-- Start --

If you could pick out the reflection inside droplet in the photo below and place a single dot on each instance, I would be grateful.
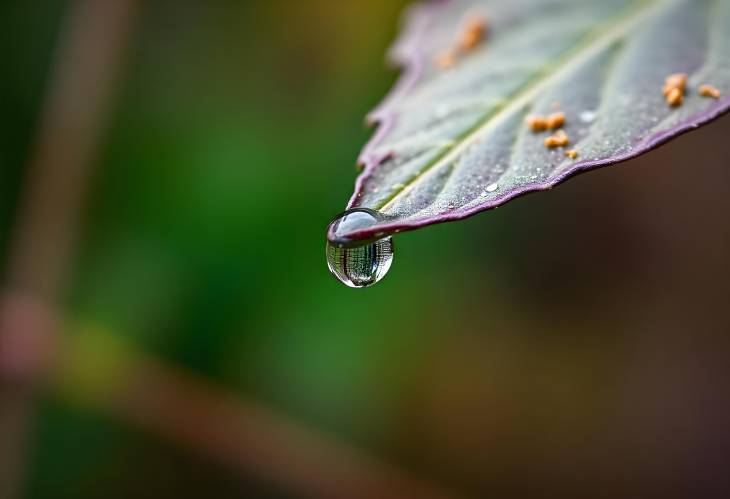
(362, 265)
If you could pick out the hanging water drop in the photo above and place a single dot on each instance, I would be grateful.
(357, 266)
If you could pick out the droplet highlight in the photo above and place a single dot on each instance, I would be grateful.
(357, 266)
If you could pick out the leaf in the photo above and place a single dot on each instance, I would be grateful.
(453, 142)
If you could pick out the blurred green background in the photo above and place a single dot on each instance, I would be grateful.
(572, 342)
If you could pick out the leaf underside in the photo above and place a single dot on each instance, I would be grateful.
(452, 143)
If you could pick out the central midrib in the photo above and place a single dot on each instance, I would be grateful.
(595, 41)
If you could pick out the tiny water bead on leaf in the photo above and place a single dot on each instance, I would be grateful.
(360, 265)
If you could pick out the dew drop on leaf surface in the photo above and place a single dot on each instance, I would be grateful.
(358, 266)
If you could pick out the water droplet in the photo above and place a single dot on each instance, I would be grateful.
(358, 266)
(588, 116)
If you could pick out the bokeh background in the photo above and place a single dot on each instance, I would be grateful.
(174, 332)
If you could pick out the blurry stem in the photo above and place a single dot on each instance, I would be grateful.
(72, 120)
(155, 397)
(97, 368)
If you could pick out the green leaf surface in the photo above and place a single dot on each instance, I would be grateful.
(453, 142)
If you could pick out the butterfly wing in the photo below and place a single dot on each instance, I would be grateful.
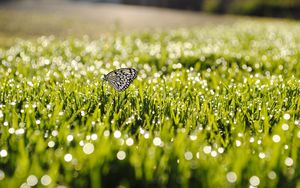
(120, 79)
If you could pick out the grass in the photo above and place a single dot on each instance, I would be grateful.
(212, 107)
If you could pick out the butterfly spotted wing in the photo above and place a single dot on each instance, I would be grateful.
(120, 79)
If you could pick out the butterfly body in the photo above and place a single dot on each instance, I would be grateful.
(120, 79)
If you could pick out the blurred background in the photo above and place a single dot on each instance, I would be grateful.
(271, 8)
(65, 18)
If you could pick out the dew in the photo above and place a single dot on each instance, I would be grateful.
(68, 157)
(11, 130)
(285, 127)
(238, 143)
(3, 153)
(70, 138)
(221, 150)
(20, 131)
(198, 155)
(117, 134)
(51, 144)
(32, 180)
(213, 153)
(142, 131)
(272, 175)
(2, 175)
(146, 135)
(46, 180)
(231, 177)
(193, 137)
(157, 141)
(207, 149)
(286, 116)
(276, 138)
(88, 148)
(261, 155)
(81, 143)
(259, 142)
(188, 155)
(254, 181)
(129, 142)
(25, 185)
(288, 161)
(121, 155)
(94, 136)
(106, 133)
(54, 133)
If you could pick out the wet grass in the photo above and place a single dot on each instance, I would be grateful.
(212, 107)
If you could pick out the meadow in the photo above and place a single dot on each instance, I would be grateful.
(217, 106)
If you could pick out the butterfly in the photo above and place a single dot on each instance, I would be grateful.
(120, 79)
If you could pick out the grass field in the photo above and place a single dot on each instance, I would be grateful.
(216, 106)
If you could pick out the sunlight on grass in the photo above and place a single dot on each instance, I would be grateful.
(216, 107)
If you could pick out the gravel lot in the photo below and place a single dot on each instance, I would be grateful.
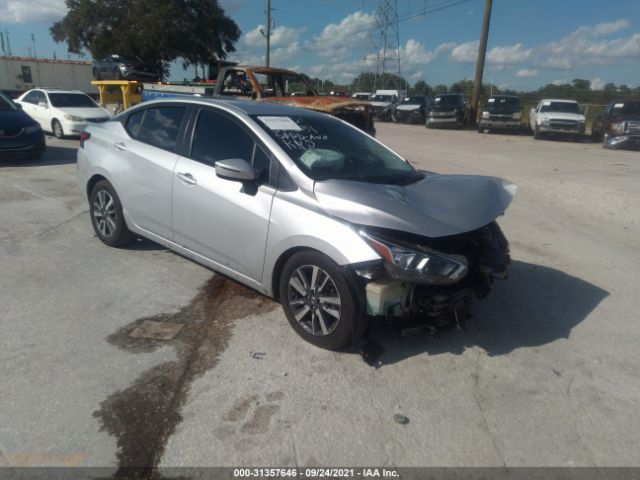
(547, 373)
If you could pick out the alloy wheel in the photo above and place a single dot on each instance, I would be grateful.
(105, 213)
(314, 300)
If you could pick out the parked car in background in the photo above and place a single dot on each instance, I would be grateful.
(449, 109)
(412, 109)
(62, 112)
(278, 85)
(124, 67)
(557, 117)
(20, 135)
(361, 96)
(383, 103)
(300, 206)
(501, 112)
(618, 125)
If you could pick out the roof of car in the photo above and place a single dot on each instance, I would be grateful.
(249, 107)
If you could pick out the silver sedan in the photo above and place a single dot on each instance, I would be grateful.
(300, 206)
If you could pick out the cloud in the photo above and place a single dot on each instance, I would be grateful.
(500, 55)
(586, 47)
(20, 11)
(597, 84)
(280, 36)
(414, 52)
(338, 40)
(525, 72)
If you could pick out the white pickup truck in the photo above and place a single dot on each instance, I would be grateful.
(553, 116)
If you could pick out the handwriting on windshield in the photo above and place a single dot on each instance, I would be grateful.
(304, 139)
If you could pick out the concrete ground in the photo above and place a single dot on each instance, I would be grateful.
(547, 373)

-- End --

# TASK STATEMENT
Retype every entry verbatim and exclude the pictures from the copy.

# WRITTEN ANSWER
If you could pick out the reflection inside droplet in the photo below and place a single dot on each instance, I would be grateful.
(362, 265)
If you could pick out the hanging water drop in the photo above and place a single dot on each instance, I would be grateful.
(357, 266)
If you could pick out the droplet highlight in the photo above and place a single dot on each instance, I would be grateful.
(357, 266)
If you could pick out the leaf in the photo above and place a single dot on each instance, I would be grateful.
(453, 142)
If you could pick out the blurred green background in the photo above and place a single dot on each instance, I would be grateful.
(572, 342)
If you could pick out the leaf underside in the photo above and place a single dot on each instance, I would be grateful.
(452, 143)
If you could pick out the central midrib in the photo above and place a single dot on each instance, I would be grateful.
(595, 41)
If you could pick out the tiny water bead on leaf in the photo above and place a single dot on each instance, I would be grateful.
(360, 265)
If you could pick out the dew drop on leaf surface in the photo above and place a single dot on each instance, I would be grateful.
(358, 266)
If you could pick out the water droplet in the photo above and place a single dot on each instance, I would be grateful.
(358, 266)
(588, 116)
If you could pick out the bokeh background in the photo above and place a single dot on each instance, I would be grateful.
(174, 332)
If you could pick out the blurry stem in the photo above and place a single dot on each instance, I would be grateful.
(72, 120)
(155, 397)
(97, 368)
If you could pick out the green leaf surface in the photo above and place a single dot on each instance, I would be grateful.
(453, 142)
If you could pick out the butterfly wing in the photo below and place a single dot on each instance, I would be grateful.
(120, 79)
If you could pick out the grass in the photo above and place a single dot on each instance, I would be grateful.
(212, 107)
If you could pick out the butterfly spotted wing in the photo above and place a single dot on each instance, I would be grateful.
(120, 79)
If you could pick out the butterfly body in the photo above and place a single dot on each instance, I would be grateful.
(120, 79)
If you could pick out the blurred background in the photo above and place a single dot on each instance, I would be grateful.
(271, 8)
(65, 18)
If you could pick out the dew in the photo above and place a single dot on each instance, I would be grateful.
(68, 157)
(11, 130)
(285, 127)
(238, 143)
(3, 153)
(70, 138)
(221, 150)
(20, 131)
(198, 155)
(117, 134)
(51, 144)
(32, 180)
(213, 153)
(142, 131)
(272, 175)
(2, 175)
(146, 135)
(46, 180)
(231, 177)
(193, 137)
(157, 141)
(207, 149)
(286, 116)
(276, 138)
(88, 148)
(261, 155)
(81, 143)
(259, 142)
(188, 155)
(254, 181)
(129, 142)
(25, 185)
(288, 161)
(121, 155)
(94, 136)
(106, 133)
(54, 133)
If you could pick out the wet grass in the photo above and place a single dot on each instance, I would be grateful.
(212, 107)
If you could pick out the meadow in the photo above and place a single dot on each instance, I would be grateful.
(217, 106)
If you could pick out the butterfly in the photo above and place a single dot on each instance, I would be grateful.
(120, 79)
If you could pick out the grass field in the photo above and place a single dot on each instance, I would be grateful.
(216, 106)
If you could pick out the sunlight on grass in the photo above and place a single dot on each instance, I would be grateful.
(216, 107)
If you could pick out the gravel lot in the photo below and place a single dot on each instance, I would be grateful.
(547, 373)
If you could pick out the alloy wheel in the photo above and place a single dot on each instance, I would be grateful.
(105, 213)
(314, 300)
If you could pick out the parked car in background in the photo above and place a single dot on each instance, I would be grateful.
(449, 109)
(412, 109)
(62, 112)
(278, 85)
(124, 67)
(557, 117)
(20, 135)
(361, 96)
(383, 103)
(300, 206)
(501, 112)
(618, 125)
If you could pick out the roof of car in the photo above and place a single dot on each instance, I would be grateful.
(249, 107)
If you could pick out the silver sedan in the photo above and place a single dot on each instance, I would be grateful.
(300, 206)
If you could pick out the cloud in the photo above and place a single dot on each instance, I would be grateful.
(500, 55)
(586, 47)
(20, 11)
(597, 84)
(280, 36)
(414, 52)
(338, 40)
(525, 72)
If you could pick out the white pickup truck in the photo above and place a single dot on each instance, I would be grateful.
(553, 116)
If you could pick out the handwriting on windshield in the photo above and place a single dot on each instance, I would be grateful.
(304, 139)
If you could pick out the concrete ground in the photo above and place a single dot on each instance, I would be grateful.
(547, 373)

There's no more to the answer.